Start
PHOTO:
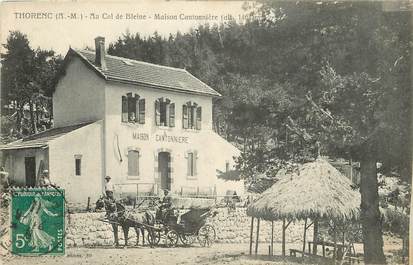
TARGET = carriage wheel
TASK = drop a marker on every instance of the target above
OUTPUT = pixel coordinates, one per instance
(206, 235)
(187, 239)
(172, 238)
(154, 236)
End
> To be done
Print out the whole of the material word for word, without pictures.

> Solution to this exercise
PHOTO:
TARGET = carriage wheel
TASK = drop a marker on every instance of the target above
OUTPUT = pixel coordinates, one per instance
(206, 235)
(187, 239)
(172, 238)
(154, 236)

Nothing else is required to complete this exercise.